### Given request:
Collect every line of the data below that contains the string "bowl".

* begin Data excerpts *

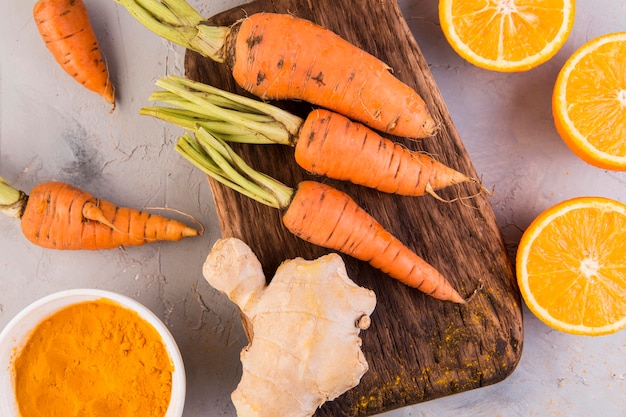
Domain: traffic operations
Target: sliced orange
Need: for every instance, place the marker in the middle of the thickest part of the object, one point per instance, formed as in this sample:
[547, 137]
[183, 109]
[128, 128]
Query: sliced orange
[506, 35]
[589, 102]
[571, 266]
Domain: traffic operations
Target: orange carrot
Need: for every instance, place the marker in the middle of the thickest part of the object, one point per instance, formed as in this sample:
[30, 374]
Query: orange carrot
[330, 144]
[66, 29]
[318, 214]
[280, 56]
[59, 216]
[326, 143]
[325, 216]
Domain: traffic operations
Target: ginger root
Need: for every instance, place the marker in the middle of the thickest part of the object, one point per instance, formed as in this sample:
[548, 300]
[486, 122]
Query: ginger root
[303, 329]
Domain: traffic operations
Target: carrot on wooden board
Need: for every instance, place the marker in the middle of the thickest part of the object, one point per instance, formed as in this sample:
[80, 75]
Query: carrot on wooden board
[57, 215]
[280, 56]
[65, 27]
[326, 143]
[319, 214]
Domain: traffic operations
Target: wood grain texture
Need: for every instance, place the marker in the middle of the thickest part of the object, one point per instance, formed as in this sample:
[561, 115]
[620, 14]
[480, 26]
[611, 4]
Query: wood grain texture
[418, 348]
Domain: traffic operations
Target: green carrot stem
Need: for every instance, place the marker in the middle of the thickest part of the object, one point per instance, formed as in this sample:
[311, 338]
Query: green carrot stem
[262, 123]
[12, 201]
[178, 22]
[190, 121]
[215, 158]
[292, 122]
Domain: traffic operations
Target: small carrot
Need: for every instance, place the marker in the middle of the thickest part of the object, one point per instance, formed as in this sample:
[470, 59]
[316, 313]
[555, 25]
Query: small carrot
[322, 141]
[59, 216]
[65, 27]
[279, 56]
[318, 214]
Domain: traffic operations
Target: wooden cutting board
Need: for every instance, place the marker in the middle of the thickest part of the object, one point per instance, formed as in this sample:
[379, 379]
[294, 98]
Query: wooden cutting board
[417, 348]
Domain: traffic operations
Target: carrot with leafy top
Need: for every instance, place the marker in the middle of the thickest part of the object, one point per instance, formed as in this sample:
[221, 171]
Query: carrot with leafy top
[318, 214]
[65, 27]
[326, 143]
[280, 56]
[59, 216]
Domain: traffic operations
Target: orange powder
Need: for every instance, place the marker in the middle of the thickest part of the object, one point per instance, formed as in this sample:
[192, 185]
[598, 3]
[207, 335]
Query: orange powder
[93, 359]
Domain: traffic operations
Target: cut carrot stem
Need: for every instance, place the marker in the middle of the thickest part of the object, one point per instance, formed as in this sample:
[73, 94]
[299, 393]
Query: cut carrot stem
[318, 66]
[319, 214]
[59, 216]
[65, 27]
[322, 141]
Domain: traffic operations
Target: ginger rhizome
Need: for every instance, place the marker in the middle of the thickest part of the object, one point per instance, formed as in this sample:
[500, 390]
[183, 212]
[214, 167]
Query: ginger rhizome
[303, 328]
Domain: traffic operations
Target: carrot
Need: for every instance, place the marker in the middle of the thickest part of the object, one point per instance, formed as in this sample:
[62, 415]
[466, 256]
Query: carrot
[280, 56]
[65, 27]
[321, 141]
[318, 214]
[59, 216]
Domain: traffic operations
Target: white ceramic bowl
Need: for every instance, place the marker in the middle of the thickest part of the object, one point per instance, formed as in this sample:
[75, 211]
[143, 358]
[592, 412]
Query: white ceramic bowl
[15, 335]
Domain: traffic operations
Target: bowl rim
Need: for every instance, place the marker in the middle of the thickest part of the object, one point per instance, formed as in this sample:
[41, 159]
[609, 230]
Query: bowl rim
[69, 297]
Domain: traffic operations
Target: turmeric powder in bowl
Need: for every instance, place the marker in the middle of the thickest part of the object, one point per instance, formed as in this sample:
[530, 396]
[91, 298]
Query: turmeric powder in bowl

* end Data excerpts *

### The answer:
Target: white ceramic bowl
Query: white ceramic bowl
Target: bowl rim
Query: bowl rim
Target: turmeric powder in bowl
Query: turmeric powder in bowl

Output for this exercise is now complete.